## Requirement
Copy out the data from the line that contains "Mark the green" down to the end, putting "model" wherever "sample" appears and leaving everything else unchanged.

>> BEGIN Given entries

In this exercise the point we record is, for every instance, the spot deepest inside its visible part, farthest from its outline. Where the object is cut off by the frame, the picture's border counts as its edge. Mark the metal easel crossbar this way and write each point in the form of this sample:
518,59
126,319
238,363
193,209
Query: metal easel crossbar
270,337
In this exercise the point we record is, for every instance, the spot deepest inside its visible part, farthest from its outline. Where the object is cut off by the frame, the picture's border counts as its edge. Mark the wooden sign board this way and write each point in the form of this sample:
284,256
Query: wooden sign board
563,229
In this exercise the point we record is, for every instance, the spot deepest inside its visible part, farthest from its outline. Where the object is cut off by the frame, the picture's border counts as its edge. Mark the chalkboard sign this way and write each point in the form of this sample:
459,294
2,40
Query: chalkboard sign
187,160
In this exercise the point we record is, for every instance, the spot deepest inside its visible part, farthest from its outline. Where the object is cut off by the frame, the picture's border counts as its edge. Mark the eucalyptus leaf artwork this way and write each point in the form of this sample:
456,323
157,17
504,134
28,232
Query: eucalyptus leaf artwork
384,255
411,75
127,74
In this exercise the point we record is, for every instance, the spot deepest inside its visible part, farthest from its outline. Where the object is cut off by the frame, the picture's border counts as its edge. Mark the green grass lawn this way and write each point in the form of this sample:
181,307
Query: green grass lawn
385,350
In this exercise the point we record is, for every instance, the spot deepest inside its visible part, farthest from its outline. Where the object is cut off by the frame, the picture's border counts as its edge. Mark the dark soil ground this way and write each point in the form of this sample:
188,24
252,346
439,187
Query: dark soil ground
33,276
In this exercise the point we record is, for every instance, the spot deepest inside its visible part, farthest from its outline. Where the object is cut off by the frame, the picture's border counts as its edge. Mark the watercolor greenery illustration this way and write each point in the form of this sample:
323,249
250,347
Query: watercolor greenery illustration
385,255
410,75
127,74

>> END Given entries

## The solution
In this exercise the point we record is, for every instance, the spot deepest inside its visible part, farthest from its outline. Where the object is cut off by the frame, the picture's border counts as its edge. Mark the green grass lawn this way and write each point in the form of this model:
181,307
Query: green grass lawn
385,350
In this exercise the point we record is, for every instance, the spot deepest inside its visible part, farthest from its outline. Where the object is cut off by the frame, the picture's border counts as its edge. Mark the dark soil ground this way and write each point in the form of this model:
188,24
252,346
439,187
Query: dark soil ground
33,276
In this exercise the point we record is, for every instance, the spot deepest inside its visible part, farthest from its outline. Where the object is cut off by the frame, the picture's border counts as its edge. Mark the watercolor greenery illustration this way and write each point in the form of this model:
323,249
250,347
Query: watercolor greenery illustration
385,255
410,75
127,74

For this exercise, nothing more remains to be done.